=== TEXTE FOURNI ===
Bonjour Encadreuse d’Encornets,
Dans cette Love Note :
🎉 Des permissions qui libèrent la création : quelles sont les tiennes ?
🧠 Mes premières expérimentations pour écrire avec le cerveau droit
🤓Un exercice marrant pour tester toi-même
Bonne lecture !
Hier matin, c’était le premier atelier du programme Écrire un Petit Livre, et on a commencé par un exercice pour se donner toutes les permissions dont on peut avoir besoin lorsqu’on se lance dans un processus créatif. J’avais adoré la liste du poète Paul Matthews dont voici quelques morceaux choisis :
Tu peux utiliser du “mauvais” anglais.
Tu peux copier le travail de tes voisins.
Tu peux dire des “mensonges” et exagérer.
Tu peux t’amuser.
On a écrit notre propre liste pour l’atelier, qui incluait des merveilles comme “tu as le droit te juger”, “tu as le droit d’être scolaire” et “tu as le droit d’écrire des trucs nuls, pompeux, et inutiles”. Mais pourquoi se donner permission de faire des trucs pas oufs ?
Questionner les règles avant de les fixer :
Souvent, sans le savoir, on obéit à un certain nombre de règles implicites, et on s’y conforme sans même savoir qu’on obéit à ces limites. Or, les limites peuvent être absolument géniales pour créer, ou très enfermantes si ce sont des croyances, des jugements ou des habitudes qu’on a oublié de questionner.
Par exemple on peut croire que pour écrire, il faut produire du contenu original, intime, bouleversant. C’est très dur de sortir une ligne avec de telles attentes ! Alors on se donne l’autorisation d’être scolaire et d’écrire un truc nul.
On peut croire que pour être écrivain·e, il faut savoir ce qu’on fait, être traversée par le flow ou l’inspiration divine, et sentir que tout coule de soi comme si on était possédé·e par Léonard de Vinci ou Emily Dickinson en personne. Après on s’étonne d’avoir le syndrome de la page blanche. Attendre l’inspiration divine c’est long et chiant. Qu’est-ce qui se passerait si on se donnait le droit de copier, d’être pas inspirée, et même de se juger ?
Pour écrire, il y a seulement besoin de soi, tel·le qu’on est dans l’instant, et d’un moyen d’écrire des mots : papier, crayon, clavier, écran, bout de bois, encre, ou toutes variations possibles.
Plus la détente s’installe, plus on a de la souplesse pour approfondir son art et s’éclater avec. Si on est raides et coincé·es dans nos idées fixes, c’est beaucoup plus difficile de prendre du plaisir et même de progresser.
Mais pas la peine de se raidir avec ça. Si tu te sens rigide, donne. toi la permission d’être rigide et coincée, et écris avec ça.

=== CONSIGNE ===
Cite mot pour mot le passage de la lettre sur les permissions d'écrire, de "Par exemple on" jusqu'à "toutes variations possibles." inclus.

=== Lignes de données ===
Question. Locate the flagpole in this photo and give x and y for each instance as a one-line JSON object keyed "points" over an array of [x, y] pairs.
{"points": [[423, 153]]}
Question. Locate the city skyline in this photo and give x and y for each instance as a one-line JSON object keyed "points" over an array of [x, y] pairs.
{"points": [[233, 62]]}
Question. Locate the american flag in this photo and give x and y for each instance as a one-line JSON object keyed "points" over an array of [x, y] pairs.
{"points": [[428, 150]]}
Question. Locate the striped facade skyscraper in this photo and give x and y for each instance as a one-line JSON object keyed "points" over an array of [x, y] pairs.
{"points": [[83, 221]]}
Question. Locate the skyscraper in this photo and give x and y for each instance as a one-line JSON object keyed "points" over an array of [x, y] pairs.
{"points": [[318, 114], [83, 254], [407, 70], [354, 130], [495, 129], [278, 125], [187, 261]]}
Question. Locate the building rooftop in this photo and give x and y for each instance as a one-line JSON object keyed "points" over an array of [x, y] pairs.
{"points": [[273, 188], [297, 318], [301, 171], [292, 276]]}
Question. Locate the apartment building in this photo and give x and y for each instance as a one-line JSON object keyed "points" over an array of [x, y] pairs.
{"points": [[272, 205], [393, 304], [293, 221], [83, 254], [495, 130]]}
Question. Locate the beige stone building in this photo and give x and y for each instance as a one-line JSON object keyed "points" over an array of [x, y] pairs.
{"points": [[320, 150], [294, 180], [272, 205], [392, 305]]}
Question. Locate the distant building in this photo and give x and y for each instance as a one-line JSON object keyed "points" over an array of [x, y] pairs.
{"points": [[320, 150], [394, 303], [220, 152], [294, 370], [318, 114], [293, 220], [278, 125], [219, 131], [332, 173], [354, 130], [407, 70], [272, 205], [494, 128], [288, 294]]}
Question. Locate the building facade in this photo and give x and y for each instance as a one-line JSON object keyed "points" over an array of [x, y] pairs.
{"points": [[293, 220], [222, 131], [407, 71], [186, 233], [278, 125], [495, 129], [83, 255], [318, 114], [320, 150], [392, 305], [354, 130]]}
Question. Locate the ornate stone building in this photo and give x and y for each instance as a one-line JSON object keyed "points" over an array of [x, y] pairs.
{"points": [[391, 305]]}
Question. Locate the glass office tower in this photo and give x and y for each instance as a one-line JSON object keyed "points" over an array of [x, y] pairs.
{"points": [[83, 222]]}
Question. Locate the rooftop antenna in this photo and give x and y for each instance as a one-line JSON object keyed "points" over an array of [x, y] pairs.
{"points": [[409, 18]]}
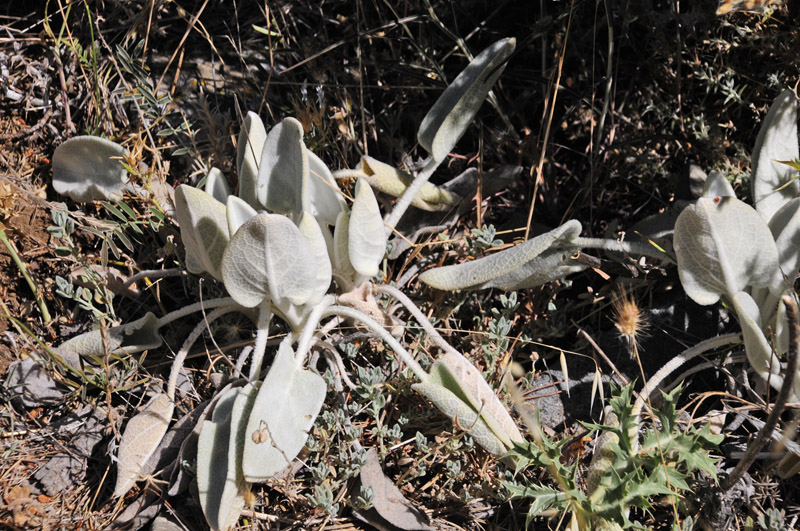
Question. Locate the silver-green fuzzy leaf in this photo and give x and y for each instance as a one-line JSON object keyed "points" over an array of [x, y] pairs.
{"points": [[531, 263], [283, 171], [775, 183], [141, 437], [284, 411], [723, 246], [455, 109], [86, 168]]}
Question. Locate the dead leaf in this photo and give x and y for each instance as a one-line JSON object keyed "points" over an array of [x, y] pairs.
{"points": [[391, 510]]}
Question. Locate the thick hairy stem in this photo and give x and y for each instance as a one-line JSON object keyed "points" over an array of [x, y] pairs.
{"points": [[190, 340], [412, 308], [313, 319], [621, 246], [264, 317], [765, 433], [373, 325], [196, 307]]}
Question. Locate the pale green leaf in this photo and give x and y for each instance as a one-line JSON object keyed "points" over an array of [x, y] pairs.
{"points": [[221, 492], [141, 437], [539, 260], [283, 170], [130, 338], [723, 246], [269, 257], [455, 109], [366, 236], [287, 404], [86, 168], [204, 229], [774, 183], [217, 186], [390, 180], [248, 155], [325, 200]]}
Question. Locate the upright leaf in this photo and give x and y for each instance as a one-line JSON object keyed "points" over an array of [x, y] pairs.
{"points": [[86, 168], [218, 482], [283, 172], [248, 154], [723, 246], [141, 437], [366, 243], [204, 229], [269, 257], [775, 183], [325, 200], [455, 109], [284, 411], [542, 258]]}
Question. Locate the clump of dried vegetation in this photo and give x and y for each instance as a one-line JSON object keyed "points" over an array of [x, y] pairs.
{"points": [[608, 109]]}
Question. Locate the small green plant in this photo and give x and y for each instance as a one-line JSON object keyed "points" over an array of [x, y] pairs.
{"points": [[626, 474]]}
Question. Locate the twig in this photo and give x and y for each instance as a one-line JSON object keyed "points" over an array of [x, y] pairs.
{"points": [[765, 433]]}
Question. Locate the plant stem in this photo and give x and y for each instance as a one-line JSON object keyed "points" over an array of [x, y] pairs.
{"points": [[24, 270], [411, 192], [373, 325], [264, 317], [190, 340], [196, 307], [621, 246], [765, 433]]}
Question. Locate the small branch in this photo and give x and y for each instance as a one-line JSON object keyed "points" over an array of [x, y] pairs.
{"points": [[373, 325], [765, 433]]}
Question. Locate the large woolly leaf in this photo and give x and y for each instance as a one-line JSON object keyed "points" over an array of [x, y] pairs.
{"points": [[141, 437], [723, 246], [86, 168], [248, 154], [283, 171], [455, 109], [218, 478], [284, 411], [269, 257], [239, 212], [136, 336], [325, 200], [536, 261], [453, 378], [217, 186], [204, 229], [366, 236], [775, 183], [392, 181], [309, 227]]}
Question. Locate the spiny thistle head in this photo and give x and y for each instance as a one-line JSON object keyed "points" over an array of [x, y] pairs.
{"points": [[630, 320]]}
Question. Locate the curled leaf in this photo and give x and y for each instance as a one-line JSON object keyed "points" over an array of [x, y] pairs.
{"points": [[86, 168], [775, 183], [539, 260], [455, 109], [141, 437], [366, 237], [248, 154]]}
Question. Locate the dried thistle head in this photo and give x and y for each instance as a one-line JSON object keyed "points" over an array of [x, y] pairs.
{"points": [[630, 320]]}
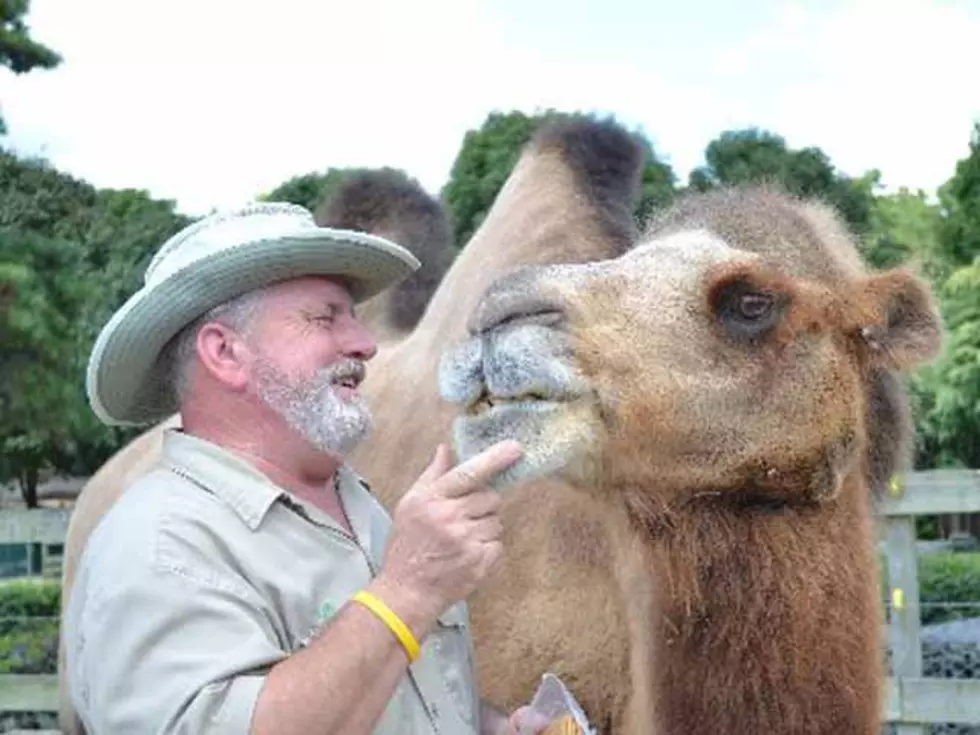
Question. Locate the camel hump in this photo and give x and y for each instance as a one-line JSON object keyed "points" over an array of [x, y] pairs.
{"points": [[389, 203]]}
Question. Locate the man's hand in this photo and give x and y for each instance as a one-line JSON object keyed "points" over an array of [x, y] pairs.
{"points": [[445, 535], [522, 721]]}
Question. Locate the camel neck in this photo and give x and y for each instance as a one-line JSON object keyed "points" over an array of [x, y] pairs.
{"points": [[769, 621]]}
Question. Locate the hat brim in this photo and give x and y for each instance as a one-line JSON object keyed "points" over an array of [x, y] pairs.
{"points": [[126, 382]]}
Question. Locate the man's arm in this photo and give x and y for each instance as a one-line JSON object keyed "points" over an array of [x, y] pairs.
{"points": [[342, 682]]}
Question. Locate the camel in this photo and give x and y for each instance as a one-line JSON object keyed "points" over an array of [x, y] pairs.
{"points": [[621, 573], [726, 391]]}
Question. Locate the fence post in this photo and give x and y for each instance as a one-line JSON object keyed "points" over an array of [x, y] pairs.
{"points": [[903, 595]]}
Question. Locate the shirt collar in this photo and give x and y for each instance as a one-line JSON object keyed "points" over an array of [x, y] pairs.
{"points": [[249, 492]]}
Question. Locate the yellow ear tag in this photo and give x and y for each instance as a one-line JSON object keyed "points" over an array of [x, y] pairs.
{"points": [[898, 598]]}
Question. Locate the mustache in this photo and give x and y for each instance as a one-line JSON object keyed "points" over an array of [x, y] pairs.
{"points": [[348, 370]]}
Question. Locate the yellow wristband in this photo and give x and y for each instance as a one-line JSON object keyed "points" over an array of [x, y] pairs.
{"points": [[401, 631]]}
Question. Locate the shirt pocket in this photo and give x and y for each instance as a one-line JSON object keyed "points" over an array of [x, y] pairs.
{"points": [[453, 657]]}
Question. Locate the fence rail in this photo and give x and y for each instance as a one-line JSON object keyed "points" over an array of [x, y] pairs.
{"points": [[911, 701]]}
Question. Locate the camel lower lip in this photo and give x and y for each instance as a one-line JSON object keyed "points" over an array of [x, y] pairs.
{"points": [[502, 406]]}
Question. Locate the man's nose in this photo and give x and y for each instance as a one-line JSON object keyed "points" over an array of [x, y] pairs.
{"points": [[359, 342]]}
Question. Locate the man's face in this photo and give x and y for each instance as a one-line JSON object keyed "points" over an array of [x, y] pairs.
{"points": [[308, 358]]}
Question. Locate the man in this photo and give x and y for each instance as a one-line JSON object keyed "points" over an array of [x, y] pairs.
{"points": [[250, 583]]}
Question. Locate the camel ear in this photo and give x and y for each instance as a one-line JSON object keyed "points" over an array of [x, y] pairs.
{"points": [[902, 327]]}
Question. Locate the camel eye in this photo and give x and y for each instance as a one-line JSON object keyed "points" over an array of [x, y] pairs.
{"points": [[754, 305], [746, 311]]}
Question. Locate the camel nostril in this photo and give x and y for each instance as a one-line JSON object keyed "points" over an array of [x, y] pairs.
{"points": [[547, 317]]}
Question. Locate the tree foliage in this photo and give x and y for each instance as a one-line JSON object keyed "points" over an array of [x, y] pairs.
{"points": [[489, 154], [19, 52], [69, 255], [752, 155]]}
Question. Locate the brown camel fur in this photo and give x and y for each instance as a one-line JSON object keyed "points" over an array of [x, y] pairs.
{"points": [[721, 389], [626, 593]]}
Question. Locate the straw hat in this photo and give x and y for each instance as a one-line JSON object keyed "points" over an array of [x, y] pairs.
{"points": [[217, 258]]}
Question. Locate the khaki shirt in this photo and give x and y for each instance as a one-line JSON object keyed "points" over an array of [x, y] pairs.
{"points": [[205, 574]]}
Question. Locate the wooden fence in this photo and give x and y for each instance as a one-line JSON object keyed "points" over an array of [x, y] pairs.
{"points": [[911, 700]]}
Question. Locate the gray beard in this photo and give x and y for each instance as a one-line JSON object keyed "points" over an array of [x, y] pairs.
{"points": [[313, 408]]}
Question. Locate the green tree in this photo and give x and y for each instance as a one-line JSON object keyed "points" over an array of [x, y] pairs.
{"points": [[753, 155], [948, 392], [69, 255], [903, 228], [18, 51], [489, 154], [37, 352]]}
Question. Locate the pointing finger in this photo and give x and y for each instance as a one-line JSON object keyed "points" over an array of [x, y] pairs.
{"points": [[477, 471]]}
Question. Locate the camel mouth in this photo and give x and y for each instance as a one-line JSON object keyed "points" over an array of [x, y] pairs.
{"points": [[488, 403]]}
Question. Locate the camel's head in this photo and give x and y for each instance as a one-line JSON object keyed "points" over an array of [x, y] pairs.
{"points": [[705, 360]]}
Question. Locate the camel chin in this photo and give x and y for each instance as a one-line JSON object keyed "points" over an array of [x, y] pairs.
{"points": [[520, 384]]}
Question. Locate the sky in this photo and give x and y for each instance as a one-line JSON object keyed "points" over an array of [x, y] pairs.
{"points": [[212, 102]]}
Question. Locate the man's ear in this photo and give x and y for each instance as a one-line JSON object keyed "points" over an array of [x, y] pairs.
{"points": [[220, 355], [902, 326]]}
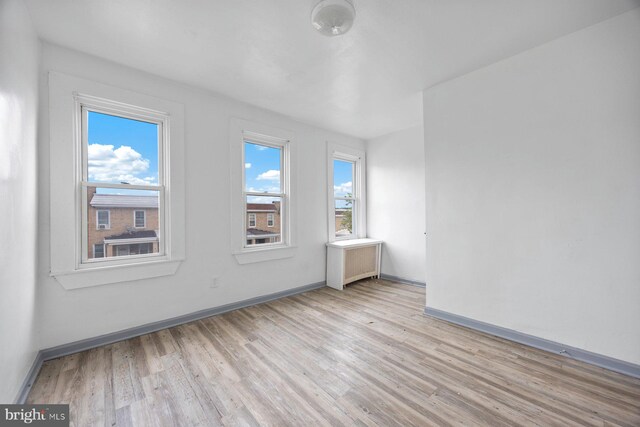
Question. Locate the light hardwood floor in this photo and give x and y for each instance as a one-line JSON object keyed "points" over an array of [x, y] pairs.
{"points": [[364, 356]]}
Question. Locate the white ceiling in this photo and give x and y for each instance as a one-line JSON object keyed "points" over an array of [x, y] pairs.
{"points": [[265, 52]]}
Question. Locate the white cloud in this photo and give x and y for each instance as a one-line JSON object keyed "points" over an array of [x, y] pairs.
{"points": [[123, 164], [270, 175], [343, 189]]}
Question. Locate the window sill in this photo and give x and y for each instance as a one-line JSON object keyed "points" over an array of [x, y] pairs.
{"points": [[104, 275], [264, 254]]}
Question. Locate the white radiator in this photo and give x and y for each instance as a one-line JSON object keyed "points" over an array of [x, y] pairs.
{"points": [[360, 263], [351, 260]]}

=== BONNE RÉPONSE ===
Par exemple on peut croire que pour écrire, il faut produire du contenu original, intime, bouleversant. C’est très dur de sortir une ligne avec de telles attentes ! Alors on se donne l’autorisation d’être scolaire et d’écrire un truc nul.
On peut croire que pour être écrivain·e, il faut savoir ce qu’on fait, être traversée par le flow ou l’inspiration divine, et sentir que tout coule de soi comme si on était possédé·e par Léonard de Vinci ou Emily Dickinson en personne. Après on s’étonne d’avoir le syndrome de la page blanche. Attendre l’inspiration divine c’est long et chiant. Qu’est-ce qui se passerait si on se donnait le droit de copier, d’être pas inspirée, et même de se juger ?
Pour écrire, il y a seulement besoin de soi, tel·le qu’on est dans l’instant, et d’un moyen d’écrire des mots : papier, crayon, clavier, écran, bout de bois, encre, ou toutes variations possibles.